Entries on locating named things
- - - - - - -

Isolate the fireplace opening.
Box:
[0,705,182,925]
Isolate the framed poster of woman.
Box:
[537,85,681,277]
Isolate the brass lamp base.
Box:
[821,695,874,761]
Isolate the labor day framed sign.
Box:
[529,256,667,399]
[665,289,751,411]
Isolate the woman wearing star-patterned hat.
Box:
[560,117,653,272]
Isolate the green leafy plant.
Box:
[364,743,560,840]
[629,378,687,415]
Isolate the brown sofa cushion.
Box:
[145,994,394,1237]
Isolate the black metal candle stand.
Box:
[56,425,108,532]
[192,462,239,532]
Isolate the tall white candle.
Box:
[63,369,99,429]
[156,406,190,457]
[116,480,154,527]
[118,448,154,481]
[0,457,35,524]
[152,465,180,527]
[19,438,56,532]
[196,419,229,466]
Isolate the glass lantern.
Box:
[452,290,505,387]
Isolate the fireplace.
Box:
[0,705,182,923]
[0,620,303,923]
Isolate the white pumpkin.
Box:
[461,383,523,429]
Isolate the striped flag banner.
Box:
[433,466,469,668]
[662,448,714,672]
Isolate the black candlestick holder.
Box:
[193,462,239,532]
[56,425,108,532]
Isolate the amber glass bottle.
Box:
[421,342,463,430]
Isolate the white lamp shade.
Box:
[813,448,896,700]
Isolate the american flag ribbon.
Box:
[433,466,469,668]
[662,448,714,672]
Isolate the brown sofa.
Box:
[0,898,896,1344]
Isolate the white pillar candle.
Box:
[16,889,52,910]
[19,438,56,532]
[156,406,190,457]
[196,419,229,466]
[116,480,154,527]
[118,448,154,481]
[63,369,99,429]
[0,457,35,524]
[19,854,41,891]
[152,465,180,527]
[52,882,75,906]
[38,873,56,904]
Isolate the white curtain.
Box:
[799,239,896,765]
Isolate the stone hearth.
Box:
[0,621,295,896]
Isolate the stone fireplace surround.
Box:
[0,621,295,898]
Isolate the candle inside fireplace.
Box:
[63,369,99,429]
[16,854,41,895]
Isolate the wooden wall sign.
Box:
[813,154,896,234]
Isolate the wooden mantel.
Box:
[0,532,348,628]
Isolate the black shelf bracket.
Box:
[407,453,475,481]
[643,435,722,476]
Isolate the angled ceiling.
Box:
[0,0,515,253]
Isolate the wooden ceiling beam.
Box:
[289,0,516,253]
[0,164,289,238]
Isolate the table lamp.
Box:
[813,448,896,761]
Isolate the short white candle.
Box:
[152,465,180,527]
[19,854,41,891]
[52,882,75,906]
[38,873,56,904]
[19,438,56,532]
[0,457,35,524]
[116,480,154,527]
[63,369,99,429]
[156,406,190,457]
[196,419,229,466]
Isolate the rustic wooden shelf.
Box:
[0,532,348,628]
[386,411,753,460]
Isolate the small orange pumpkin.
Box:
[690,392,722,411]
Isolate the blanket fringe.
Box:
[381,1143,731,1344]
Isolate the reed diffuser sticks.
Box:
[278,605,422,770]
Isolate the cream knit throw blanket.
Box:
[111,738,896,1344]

- - - - - - -

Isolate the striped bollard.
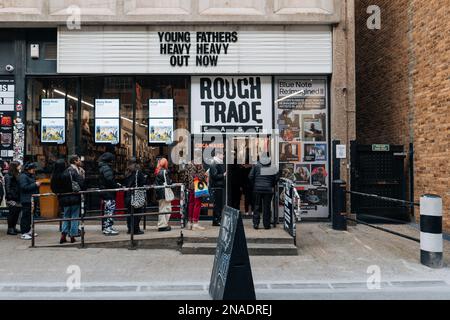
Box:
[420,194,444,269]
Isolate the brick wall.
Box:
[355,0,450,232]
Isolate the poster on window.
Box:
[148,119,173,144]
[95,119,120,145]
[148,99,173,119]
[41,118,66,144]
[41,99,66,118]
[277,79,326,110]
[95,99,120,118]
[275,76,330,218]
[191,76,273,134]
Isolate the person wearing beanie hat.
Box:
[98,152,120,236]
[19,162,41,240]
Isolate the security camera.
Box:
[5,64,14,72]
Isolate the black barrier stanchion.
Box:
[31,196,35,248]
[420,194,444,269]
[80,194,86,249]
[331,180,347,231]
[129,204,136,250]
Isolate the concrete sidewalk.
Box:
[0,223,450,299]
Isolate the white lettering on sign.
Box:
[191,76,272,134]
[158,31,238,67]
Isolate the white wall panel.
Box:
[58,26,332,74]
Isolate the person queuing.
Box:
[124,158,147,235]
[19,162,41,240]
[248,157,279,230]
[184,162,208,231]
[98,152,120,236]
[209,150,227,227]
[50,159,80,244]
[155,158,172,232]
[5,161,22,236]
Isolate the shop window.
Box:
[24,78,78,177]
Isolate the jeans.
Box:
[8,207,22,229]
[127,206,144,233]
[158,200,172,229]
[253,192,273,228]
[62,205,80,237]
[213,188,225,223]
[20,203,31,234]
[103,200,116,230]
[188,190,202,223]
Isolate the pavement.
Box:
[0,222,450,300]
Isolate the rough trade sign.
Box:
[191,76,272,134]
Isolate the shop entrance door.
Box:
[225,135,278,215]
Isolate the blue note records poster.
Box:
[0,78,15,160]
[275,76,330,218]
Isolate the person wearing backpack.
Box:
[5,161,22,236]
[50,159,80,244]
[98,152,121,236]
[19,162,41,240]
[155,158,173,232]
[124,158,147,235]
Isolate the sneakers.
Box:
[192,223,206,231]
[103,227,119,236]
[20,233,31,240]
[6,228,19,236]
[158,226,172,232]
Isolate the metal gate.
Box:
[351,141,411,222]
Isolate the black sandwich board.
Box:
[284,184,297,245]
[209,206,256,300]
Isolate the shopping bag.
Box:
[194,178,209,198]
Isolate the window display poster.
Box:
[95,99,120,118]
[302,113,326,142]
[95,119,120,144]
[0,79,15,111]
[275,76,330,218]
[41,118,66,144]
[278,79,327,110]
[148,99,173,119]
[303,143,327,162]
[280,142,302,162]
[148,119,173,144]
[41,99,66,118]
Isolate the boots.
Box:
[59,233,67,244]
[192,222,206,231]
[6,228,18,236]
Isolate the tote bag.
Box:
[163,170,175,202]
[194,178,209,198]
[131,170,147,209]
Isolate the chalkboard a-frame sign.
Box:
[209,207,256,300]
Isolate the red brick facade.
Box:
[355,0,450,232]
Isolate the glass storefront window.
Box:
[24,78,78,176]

- - - - - - -

## TASK INSTRUCTIONS
Copy out the records word for word, from the line containing "Isolate the fireplace opening." down to the line containing "[192,462,239,532]", both included.

## EXERCISE RESULT
Isolate the fireplace opening.
Box:
[0,705,182,925]
Isolate the framed poster of woman.
Box:
[537,85,681,277]
Isolate the brass lamp base.
Box:
[821,695,874,761]
Isolate the labor day framed sign.
Box:
[529,256,667,399]
[665,289,751,411]
Isolate the woman wearing star-patterned hat.
Box:
[560,117,653,272]
Isolate the green leafy plant.
Box:
[364,743,560,840]
[629,378,687,415]
Isolate the brown sofa cushion.
Box:
[145,994,394,1237]
Isolate the black metal candle stand.
Box:
[56,425,108,532]
[192,462,239,532]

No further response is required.